(Text):
▬▬▬▬▬▬▬▬▬▬
Reformist thought gained a foothold in Scotland in the early 1520s. It was mainly merchants and dealers that passed on Reformation works and attitudes. From 1525 on, the Scottish parliament passed special laws in an attempt to prevent this ideas from spreading. Luther’s student Patrick Hamilton (c. 1504-1528) had been a student at St Andrews. In 1527, Hamilton visited Wittenberg, then moved on to Marburg, where he wrote his work “Loci Communes”, in which he outlined key theories based on Luther’s theology. Upon his return to Scotland that same year, the Archbishop of St Andrews accused him of false doctrine. He was condemned to death and burned at the stake in St Andrews in 1528. Hamilton is deemed the first martyr of the Scottish Reformation. His execution is said to have inspired further conversions to Lutheranism in St Leonard’s College. However, it also prompted most supporters of the Reformation to keep their faith under wraps or move abroad.
Another Reformer to suffer the same fate as Hamilton and be burned at the stake in St Andrews as a heretic was George Wishart (1513-1546). After being influenced by the movement in Strasbourg, Basle and Zurich, he returned to Scotland around 1543/44, where he had a far-reaching effect as an itinerant preacher. He was a major influence for John Knox (c. 1514-1572), who would later become Scotland’s most prominent Reformer. Wishart convinced Knox, who had studied in St Andrews, to commit to the Reformation cause in 1543. When Wishart was condemned to death as a heretic by Archbishop David Beaton of St Andrews three years later, Knox joined a group of rebels who then murdered Beaton and barricaded themselves in the Bishop’s castle. When St Andrews was stormed by French troops, Knox and other supporters of the Reformation were interned as galley slaves.
Towards the end of the 1560s, eminent Scottish noblemen’s opposition to the policies of the Queen Mother, Mary of Guise, who served as Regent of Scotland in her young daughter’s name, fostered the development of the Reformation. This alliance of dissident noblemen convinced John Knox, who until then had spent most of his time (apart from some travels) in Geneva, to return to Scotland in 1569. During the political and religious turmoil that persisted throughout the following years, he played a major role in constructing the Church of Scotland along Reformation-led lines.
▬▬▬▬▬▬▬▬▬▬
(Task brief): Quote the text on the Scottish Reformation in full, word for word. The material has no role here.

(Dataset extract):
▬▬▬▬▬▬▬▬▬▬
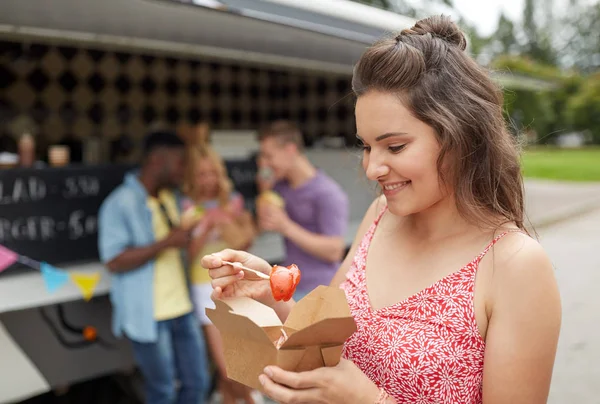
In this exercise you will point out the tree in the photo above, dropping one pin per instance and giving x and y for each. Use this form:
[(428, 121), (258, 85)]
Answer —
▬▬▬▬▬▬▬▬▬▬
(The answer):
Reformist thought gained a foothold in Scotland in the early 1520s. It was mainly merchants and dealers that passed on Reformation works and attitudes. From 1525 on, the Scottish parliament passed special laws in an attempt to prevent this ideas from spreading. Luther’s student Patrick Hamilton (c. 1504-1528) had been a student at St Andrews. In 1527, Hamilton visited Wittenberg, then moved on to Marburg, where he wrote his work “Loci Communes”, in which he outlined key theories based on Luther’s theology. Upon his return to Scotland that same year, the Archbishop of St Andrews accused him of false doctrine. He was condemned to death and burned at the stake in St Andrews in 1528. Hamilton is deemed the first martyr of the Scottish Reformation. His execution is said to have inspired further conversions to Lutheranism in St Leonard’s College. However, it also prompted most supporters of the Reformation to keep their faith under wraps or move abroad.
Another Reformer to suffer the same fate as Hamilton and be burned at the stake in St Andrews as a heretic was George Wishart (1513-1546). After being influenced by the movement in Strasbourg, Basle and Zurich, he returned to Scotland around 1543/44, where he had a far-reaching effect as an itinerant preacher. He was a major influence for John Knox (c. 1514-1572), who would later become Scotland’s most prominent Reformer. Wishart convinced Knox, who had studied in St Andrews, to commit to the Reformation cause in 1543. When Wishart was condemned to death as a heretic by Archbishop David Beaton of St Andrews three years later, Knox joined a group of rebels who then murdered Beaton and barricaded themselves in the Bishop’s castle. When St Andrews was stormed by French troops, Knox and other supporters of the Reformation were interned as galley slaves.
Towards the end of the 1560s, eminent Scottish noblemen’s opposition to the policies of the Queen Mother, Mary of Guise, who served as Regent of Scotland in her young daughter’s name, fostered the development of the Reformation. This alliance of dissident noblemen convinced John Knox, who until then had spent most of his time (apart from some travels) in Geneva, to return to Scotland in 1569. During the political and religious turmoil that persisted throughout the following years, he played a major role in constructing the Church of Scotland along Reformation-led lines.